Dataset excerpt
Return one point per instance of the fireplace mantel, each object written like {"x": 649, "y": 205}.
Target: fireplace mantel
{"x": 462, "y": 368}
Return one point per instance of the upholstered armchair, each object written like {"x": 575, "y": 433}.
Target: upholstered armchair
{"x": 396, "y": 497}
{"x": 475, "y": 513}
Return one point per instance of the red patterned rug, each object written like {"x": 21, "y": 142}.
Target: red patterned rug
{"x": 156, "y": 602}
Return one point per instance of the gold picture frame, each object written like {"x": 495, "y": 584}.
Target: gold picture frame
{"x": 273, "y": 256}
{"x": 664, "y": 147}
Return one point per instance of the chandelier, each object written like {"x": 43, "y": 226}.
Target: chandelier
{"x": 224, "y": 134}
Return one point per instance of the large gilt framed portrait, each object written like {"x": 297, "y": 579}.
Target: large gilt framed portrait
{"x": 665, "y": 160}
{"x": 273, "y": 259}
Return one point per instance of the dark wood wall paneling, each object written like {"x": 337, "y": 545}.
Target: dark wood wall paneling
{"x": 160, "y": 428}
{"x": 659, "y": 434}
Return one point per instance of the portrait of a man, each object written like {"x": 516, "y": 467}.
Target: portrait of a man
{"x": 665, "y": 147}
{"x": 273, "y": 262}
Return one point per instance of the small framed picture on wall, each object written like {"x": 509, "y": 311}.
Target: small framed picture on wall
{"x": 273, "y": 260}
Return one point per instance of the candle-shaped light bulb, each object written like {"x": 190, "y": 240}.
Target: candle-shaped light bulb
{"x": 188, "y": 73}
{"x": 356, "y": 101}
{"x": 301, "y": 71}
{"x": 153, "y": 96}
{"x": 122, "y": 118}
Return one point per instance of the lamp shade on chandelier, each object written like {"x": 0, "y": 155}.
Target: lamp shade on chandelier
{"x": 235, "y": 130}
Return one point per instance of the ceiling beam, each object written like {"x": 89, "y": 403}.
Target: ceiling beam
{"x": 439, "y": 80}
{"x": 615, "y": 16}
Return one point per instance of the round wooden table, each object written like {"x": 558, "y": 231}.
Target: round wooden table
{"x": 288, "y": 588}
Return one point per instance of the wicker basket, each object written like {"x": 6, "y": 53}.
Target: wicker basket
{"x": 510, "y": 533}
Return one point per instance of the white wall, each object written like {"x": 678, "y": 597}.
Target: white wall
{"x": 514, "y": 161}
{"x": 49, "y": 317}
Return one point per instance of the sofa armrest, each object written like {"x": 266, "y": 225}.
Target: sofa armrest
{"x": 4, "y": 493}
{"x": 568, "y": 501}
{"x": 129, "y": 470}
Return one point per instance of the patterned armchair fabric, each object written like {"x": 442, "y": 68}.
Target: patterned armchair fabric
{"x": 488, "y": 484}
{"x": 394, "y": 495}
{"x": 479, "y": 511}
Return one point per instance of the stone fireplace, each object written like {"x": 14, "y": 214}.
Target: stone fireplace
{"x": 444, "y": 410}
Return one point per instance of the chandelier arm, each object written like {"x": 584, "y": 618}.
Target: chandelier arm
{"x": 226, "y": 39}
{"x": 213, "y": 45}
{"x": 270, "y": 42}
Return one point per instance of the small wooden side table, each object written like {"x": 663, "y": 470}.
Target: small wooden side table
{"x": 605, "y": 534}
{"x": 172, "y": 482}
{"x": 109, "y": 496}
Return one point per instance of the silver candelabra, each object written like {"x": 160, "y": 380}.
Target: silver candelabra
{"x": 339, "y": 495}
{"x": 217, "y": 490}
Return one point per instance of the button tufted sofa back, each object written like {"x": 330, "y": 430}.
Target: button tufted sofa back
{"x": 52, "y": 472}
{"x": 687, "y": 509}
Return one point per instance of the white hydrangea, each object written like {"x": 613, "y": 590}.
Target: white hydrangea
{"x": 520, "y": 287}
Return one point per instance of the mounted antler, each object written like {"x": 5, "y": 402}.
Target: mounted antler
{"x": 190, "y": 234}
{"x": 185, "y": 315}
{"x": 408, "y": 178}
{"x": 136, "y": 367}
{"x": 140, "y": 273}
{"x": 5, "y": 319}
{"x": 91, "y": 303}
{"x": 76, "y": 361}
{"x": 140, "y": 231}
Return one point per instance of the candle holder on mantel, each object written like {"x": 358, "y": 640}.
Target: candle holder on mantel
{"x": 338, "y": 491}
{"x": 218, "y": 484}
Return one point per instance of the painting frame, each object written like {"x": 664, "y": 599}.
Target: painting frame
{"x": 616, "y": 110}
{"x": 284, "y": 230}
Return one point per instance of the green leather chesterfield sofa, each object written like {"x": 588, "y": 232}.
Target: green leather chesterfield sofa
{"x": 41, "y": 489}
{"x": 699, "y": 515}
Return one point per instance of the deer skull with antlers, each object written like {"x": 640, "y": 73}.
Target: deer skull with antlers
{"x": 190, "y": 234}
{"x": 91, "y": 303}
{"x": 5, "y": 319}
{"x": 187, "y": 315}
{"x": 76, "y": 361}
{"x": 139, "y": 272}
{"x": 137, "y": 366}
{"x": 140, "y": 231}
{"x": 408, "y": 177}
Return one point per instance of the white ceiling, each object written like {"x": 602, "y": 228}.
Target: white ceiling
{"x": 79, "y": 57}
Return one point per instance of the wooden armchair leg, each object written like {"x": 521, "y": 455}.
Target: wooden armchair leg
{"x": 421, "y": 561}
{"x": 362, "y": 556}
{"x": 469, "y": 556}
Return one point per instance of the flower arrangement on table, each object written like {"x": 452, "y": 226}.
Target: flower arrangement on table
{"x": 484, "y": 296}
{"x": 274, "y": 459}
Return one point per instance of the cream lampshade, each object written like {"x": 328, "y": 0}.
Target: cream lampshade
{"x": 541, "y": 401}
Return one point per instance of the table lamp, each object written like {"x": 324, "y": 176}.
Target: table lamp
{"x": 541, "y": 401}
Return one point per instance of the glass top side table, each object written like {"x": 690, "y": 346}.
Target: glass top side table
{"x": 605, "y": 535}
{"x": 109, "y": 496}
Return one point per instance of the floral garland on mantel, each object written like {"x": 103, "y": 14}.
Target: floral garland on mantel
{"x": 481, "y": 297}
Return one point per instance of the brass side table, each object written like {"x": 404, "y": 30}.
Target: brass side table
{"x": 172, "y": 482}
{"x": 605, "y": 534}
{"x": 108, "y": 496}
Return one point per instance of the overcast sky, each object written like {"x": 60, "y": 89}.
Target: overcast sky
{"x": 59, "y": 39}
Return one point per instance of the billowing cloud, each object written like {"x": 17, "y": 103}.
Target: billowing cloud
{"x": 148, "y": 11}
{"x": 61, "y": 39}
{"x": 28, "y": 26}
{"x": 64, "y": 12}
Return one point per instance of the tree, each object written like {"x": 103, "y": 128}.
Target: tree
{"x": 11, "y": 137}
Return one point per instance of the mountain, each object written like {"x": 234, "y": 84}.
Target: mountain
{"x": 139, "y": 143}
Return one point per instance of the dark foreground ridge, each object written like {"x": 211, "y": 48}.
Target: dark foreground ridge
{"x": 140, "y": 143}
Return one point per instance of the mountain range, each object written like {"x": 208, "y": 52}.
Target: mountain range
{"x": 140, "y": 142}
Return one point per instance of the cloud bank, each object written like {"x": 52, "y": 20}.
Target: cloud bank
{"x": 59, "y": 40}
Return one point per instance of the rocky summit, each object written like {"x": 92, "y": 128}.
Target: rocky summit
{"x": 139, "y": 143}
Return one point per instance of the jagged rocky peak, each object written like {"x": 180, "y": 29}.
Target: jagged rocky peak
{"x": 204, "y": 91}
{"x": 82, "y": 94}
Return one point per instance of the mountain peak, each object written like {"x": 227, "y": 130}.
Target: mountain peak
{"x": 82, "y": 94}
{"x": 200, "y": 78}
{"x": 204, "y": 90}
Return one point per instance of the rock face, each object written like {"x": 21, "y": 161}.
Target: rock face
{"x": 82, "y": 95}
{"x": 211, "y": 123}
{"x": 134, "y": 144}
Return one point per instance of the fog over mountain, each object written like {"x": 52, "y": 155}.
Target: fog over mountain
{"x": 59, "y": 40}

* _The problem_: Quote the records verbatim, from the line containing "Return one point per instance of the rocky" through the last line of the records.

* _Written answer_:
Return one point per instance of the rocky summit, each object written like {"x": 92, "y": 128}.
Target: rocky summit
{"x": 139, "y": 143}
Return one point per instance of the jagged rocky peak, each object written like {"x": 180, "y": 29}.
Target: jagged rocky peak
{"x": 204, "y": 91}
{"x": 82, "y": 94}
Return one point per instance of the mountain peak, each object written like {"x": 227, "y": 130}.
Target: mountain peak
{"x": 82, "y": 94}
{"x": 200, "y": 78}
{"x": 204, "y": 90}
Return one point per instance of the rock face, each object written like {"x": 21, "y": 161}.
Target: rock face
{"x": 82, "y": 95}
{"x": 211, "y": 123}
{"x": 134, "y": 144}
Return one point per instance of the fog over mountain, each object written like {"x": 52, "y": 155}.
Target: fog over mountain
{"x": 59, "y": 40}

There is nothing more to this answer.